(Data records)
_ _ _

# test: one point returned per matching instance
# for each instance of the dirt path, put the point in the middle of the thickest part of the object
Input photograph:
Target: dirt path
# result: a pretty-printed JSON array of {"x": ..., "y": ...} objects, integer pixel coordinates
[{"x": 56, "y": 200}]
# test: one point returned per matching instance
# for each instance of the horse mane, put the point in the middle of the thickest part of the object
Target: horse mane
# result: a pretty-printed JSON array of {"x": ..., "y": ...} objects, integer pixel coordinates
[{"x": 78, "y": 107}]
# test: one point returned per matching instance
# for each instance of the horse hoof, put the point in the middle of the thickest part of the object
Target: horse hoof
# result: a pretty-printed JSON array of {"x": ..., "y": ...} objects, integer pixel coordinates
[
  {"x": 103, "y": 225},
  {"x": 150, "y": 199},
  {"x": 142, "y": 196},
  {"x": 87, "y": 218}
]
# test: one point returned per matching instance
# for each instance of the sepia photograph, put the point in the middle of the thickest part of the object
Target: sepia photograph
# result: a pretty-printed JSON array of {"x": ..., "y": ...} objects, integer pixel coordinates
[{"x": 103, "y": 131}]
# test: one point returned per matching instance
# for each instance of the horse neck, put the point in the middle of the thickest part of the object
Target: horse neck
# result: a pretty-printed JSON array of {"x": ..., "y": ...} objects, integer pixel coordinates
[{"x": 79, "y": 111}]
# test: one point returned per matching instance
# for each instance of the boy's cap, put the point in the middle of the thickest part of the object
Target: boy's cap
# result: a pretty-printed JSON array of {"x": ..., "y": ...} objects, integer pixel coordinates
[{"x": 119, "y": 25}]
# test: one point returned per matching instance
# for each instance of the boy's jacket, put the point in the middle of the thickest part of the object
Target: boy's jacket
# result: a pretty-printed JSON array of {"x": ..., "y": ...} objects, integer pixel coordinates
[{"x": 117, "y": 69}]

_ _ _

§ Your instructions:
Extract the full listing above without altering anything.

§ Task response:
# test: one point returned per matching instance
# for each instance of the dirt path, put the point in the middle of the thickest part of the object
Input photograph:
Target: dirt path
# result: a pretty-printed JSON array of {"x": ..., "y": ...} objects, integer pixel coordinates
[{"x": 56, "y": 200}]
# test: one point returned per matching instance
# for each instance of the horse mane, put the point in the middle of the thickest part of the object
Target: horse mane
# result: a pretty-printed JSON array of {"x": ..., "y": ...} objects, integer pixel coordinates
[{"x": 78, "y": 107}]
# test: one point returned per matching instance
# for each instance of the horse hoof, put the point in the middle of the thickest part of the object
Target: horse hoof
# result: a pretty-printed JSON array of {"x": ..., "y": ...} objects, integer pixel coordinates
[
  {"x": 103, "y": 225},
  {"x": 150, "y": 199},
  {"x": 142, "y": 196},
  {"x": 87, "y": 218}
]
# test: one point returned per matching instance
# for each instance of the sepia photograph, put the point in the middle of the thickest part of the object
Target: sepia photograph
# result: a pretty-printed JSON array of {"x": ..., "y": ...} objects, integer pixel coordinates
[{"x": 103, "y": 131}]
# test: one point returned per matching instance
# for each instance of the horse neck, put the point in the middle of the thickest part of the object
Target: horse neck
# result: a pretty-printed JSON array of {"x": ..., "y": ...} objects, integer pixel coordinates
[{"x": 79, "y": 111}]
# test: one point returned per matching instance
# for each instance of the boy's cap, put the point in the middle of the thickest part of the object
Target: boy's cap
# result: a pretty-printed JSON array of {"x": ..., "y": ...} objects, integer pixel coordinates
[{"x": 119, "y": 25}]
# test: one point returned per matching instance
# for each instance of the boy's jacket, put the point in the middle of the thickest part of the object
Target: boy's jacket
# result: a pretty-printed JSON array of {"x": ..., "y": ...} objects, integer pixel coordinates
[{"x": 117, "y": 69}]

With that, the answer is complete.